— Start —
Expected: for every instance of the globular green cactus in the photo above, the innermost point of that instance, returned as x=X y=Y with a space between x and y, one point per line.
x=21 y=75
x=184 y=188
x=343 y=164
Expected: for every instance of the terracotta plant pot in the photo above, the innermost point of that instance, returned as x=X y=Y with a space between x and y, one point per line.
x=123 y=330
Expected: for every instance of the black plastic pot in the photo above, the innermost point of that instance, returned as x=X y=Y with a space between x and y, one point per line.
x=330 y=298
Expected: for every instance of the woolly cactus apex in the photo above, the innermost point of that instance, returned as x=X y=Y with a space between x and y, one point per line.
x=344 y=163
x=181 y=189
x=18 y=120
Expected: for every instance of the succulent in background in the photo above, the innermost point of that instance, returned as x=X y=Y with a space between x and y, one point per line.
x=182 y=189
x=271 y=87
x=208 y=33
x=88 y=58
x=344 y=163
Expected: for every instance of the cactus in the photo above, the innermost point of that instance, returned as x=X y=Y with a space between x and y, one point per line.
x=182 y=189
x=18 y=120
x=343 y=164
— End —
§ EXERCISE TASK
Reproduce all of the records above word for word, keeping each one on its own line.

§ RESULT
Expected: for every instance of the globular green cactus in the photo above, the innermost point of that instance, returned as x=X y=Y with a space between x and y, one point per line.
x=21 y=75
x=184 y=188
x=343 y=164
Expected: for every instance of the terracotta plant pot in the photo above, the innermost point of that instance, returned as x=X y=Y with a space between x and y, one point per line.
x=123 y=330
Expected: for every instance of the black plastic pot in the photo above, the innermost point of that instance, returned as x=X y=Y with a space between x and y, one point per line.
x=330 y=298
Expected: for every instance of the woolly cactus apex in the photo above, the innermost point of that instance, returned as x=X y=Y with a space between x and y, one point per line.
x=344 y=163
x=181 y=189
x=18 y=120
Expected: for every instance of the succulent in background in the photo above, the innermost point of that instance, returned as x=X y=Y with a space between x and y, one point per line.
x=182 y=189
x=271 y=87
x=208 y=33
x=88 y=58
x=344 y=163
Expected: for every instance of the cactus in the photo above, the innermost point of that instance, returned as x=X y=Y with a space between x and y, one point per line.
x=182 y=189
x=18 y=120
x=343 y=164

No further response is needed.